__SOURCE TEXT__.
Sam Boal/
BT Young Scientist

It's 'too difficult': Why 40% of students say they didn't study science in college

Almost 80% of those who participated in the Young Scientist Exhibition went on to study science and/or technology in third-level education.

A SURVEY HAS indicated that 40% of students didn’t choose to study science at college because they found it too difficult.

The independent survey was commissioned as part of the launch of the 54th BT Young Scientist & Technology Exhibition today.

The survey is being used to indicate the importance of an early introduction to science and technology, and that it’s crucial to teach them in an enjoyable practical way.

The survey asked third-level students to identify levels and origins of interest in science and technology. Key findings include:

  • 40% say they didn’t take science for their Leaving Cert or consider it for third level as they found the subject ‘too difficult’
  • One in three had no interest in science or technology whatsoever
  • Only 2% of students surveyed could identify an influential Irish scientist or technologist, with Robert Boyle (Founder of Boyles Law, Chemist and Physicist from Lismore Co. Waterford 1627-1691), emerging as the most influential scientist.

__SET TASK__. Can you reproduce the entire article about the student science survey word for word?

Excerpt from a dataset
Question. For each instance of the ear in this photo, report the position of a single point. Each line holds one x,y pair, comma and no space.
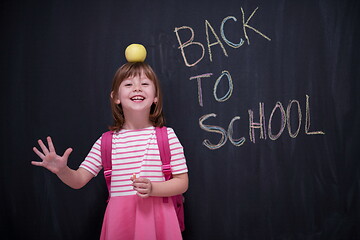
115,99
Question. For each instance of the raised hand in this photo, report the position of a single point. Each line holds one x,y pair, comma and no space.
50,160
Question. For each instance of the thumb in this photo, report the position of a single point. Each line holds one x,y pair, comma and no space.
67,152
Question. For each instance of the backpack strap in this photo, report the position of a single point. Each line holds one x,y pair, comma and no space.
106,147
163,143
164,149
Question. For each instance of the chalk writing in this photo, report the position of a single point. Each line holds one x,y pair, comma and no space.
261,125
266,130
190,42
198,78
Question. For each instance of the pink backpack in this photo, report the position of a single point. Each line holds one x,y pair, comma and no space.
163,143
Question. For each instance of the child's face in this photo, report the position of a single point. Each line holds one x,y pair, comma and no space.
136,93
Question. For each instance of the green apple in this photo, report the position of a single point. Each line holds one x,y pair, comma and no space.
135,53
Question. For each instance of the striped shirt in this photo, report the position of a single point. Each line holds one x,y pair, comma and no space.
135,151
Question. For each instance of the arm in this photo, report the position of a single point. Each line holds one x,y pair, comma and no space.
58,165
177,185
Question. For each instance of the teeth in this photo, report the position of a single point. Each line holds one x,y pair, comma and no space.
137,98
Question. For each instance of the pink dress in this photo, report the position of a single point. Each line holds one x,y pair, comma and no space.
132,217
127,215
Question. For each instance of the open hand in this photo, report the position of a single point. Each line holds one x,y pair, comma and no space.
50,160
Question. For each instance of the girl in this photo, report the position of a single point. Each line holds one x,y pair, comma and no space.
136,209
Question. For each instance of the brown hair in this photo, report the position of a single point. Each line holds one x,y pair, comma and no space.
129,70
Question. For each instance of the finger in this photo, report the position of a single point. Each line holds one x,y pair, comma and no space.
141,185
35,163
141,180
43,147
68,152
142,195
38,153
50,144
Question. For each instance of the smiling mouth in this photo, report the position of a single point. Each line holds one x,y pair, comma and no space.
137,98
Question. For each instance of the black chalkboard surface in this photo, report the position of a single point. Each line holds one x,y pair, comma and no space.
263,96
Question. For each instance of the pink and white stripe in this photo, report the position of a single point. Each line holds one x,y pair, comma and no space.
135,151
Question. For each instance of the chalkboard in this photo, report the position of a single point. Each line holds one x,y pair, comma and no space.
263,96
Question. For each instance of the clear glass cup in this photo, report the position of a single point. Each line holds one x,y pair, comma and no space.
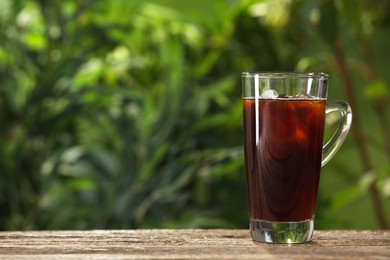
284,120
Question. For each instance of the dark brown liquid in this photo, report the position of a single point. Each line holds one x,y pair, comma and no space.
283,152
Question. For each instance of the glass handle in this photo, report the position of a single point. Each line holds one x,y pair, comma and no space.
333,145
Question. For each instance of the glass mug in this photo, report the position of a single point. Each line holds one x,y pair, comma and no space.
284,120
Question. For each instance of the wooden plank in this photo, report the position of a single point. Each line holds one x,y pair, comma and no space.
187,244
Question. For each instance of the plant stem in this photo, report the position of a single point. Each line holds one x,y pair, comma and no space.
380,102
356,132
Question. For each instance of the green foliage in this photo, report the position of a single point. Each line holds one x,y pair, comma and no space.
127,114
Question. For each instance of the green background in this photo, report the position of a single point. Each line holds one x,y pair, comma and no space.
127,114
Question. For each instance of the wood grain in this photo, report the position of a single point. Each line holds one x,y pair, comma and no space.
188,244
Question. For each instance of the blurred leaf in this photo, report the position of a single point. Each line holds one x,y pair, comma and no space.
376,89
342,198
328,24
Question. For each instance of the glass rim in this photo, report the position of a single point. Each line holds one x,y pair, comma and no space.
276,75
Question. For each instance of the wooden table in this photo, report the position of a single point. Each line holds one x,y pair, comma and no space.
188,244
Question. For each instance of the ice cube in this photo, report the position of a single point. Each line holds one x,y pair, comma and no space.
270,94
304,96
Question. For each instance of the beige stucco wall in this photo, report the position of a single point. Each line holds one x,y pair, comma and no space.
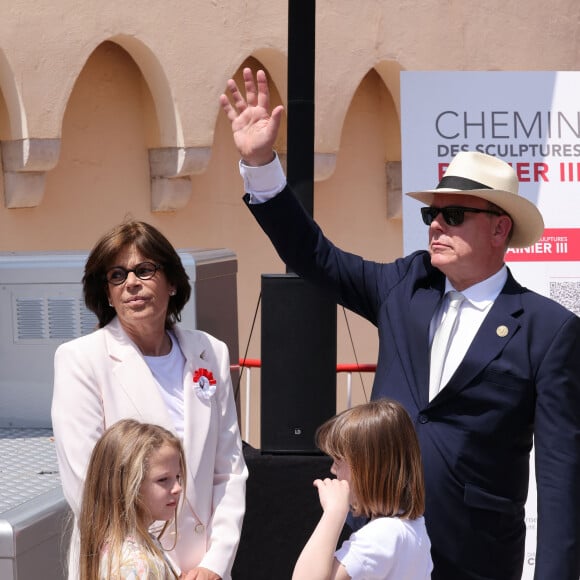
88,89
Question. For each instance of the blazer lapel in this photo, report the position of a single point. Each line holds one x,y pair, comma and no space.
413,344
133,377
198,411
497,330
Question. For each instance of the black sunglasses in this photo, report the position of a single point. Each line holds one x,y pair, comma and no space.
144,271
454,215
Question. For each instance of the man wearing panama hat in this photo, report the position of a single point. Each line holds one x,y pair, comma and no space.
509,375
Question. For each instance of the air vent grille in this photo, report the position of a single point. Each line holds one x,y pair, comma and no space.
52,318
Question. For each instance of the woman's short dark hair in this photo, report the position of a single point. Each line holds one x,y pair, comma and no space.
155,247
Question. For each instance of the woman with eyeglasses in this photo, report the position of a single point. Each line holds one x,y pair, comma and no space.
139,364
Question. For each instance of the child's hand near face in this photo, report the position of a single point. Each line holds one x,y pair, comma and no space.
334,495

__PROBLEM SOLUTION__.
Sam Boal/
BT Young Scientist

It's 'too difficult': Why 40% of students say they didn't study science in college

Almost 80% of those who participated in the Young Scientist Exhibition went on to study science and/or technology in third-level education.

A SURVEY HAS indicated that 40% of students didn’t choose to study science at college because they found it too difficult.

The independent survey was commissioned as part of the launch of the 54th BT Young Scientist & Technology Exhibition today.

The survey is being used to indicate the importance of an early introduction to science and technology, and that it’s crucial to teach them in an enjoyable practical way.

The survey asked third-level students to identify levels and origins of interest in science and technology. Key findings include:

  • 40% say they didn’t take science for their Leaving Cert or consider it for third level as they found the subject ‘too difficult’
  • One in three had no interest in science or technology whatsoever
  • Only 2% of students surveyed could identify an influential Irish scientist or technologist, with Robert Boyle (Founder of Boyles Law, Chemist and Physicist from Lismore Co. Waterford 1627-1691), emerging as the most influential scientist.